Start of ENTRIES SHOWN

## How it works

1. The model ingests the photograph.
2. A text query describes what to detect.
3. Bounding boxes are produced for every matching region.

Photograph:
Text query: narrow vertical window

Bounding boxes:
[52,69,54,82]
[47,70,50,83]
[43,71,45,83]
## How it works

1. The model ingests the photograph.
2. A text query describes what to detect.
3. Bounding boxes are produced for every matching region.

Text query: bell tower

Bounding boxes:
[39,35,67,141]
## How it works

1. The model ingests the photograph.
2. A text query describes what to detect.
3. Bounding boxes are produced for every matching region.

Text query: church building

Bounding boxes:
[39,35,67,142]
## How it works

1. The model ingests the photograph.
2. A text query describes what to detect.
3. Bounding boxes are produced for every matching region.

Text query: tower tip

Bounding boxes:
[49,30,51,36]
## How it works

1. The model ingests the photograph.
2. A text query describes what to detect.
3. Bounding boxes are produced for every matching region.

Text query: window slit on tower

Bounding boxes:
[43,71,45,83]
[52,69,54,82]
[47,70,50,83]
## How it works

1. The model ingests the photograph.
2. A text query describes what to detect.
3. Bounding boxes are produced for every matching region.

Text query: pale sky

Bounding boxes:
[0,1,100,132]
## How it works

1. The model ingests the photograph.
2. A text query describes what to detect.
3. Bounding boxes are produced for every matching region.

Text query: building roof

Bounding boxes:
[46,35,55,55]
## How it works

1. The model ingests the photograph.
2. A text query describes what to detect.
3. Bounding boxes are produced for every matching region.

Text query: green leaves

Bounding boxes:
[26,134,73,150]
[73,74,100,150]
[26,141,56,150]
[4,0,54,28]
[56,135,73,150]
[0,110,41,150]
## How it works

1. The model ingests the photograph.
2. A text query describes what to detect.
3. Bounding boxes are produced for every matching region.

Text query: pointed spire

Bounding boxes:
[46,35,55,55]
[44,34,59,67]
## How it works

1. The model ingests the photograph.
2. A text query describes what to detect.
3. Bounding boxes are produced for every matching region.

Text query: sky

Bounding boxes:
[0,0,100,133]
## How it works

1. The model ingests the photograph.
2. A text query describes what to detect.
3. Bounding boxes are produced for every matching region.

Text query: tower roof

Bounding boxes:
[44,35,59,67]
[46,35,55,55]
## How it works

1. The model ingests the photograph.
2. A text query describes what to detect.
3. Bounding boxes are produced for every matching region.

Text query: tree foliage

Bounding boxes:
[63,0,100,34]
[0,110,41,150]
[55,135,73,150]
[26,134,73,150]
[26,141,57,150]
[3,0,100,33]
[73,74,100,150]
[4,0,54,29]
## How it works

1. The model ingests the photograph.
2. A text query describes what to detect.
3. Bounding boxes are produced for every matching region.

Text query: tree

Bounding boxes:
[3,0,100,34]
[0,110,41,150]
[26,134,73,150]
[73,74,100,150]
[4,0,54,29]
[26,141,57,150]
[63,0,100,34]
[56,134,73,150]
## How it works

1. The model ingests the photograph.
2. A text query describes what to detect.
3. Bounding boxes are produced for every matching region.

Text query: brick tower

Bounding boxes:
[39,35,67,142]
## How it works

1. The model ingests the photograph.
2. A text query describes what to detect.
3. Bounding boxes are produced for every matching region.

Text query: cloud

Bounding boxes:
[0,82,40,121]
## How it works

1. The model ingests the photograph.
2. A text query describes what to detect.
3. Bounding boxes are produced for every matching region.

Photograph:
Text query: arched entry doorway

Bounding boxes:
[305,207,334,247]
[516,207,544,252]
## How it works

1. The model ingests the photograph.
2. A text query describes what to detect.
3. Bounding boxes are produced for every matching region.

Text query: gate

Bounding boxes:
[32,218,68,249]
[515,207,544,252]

End of ENTRIES SHOWN

REQUIRED ACTION
Select every line of the records holding the string "building".

RESULT FOR THIS TASK
Text query: church building
Text query: building roof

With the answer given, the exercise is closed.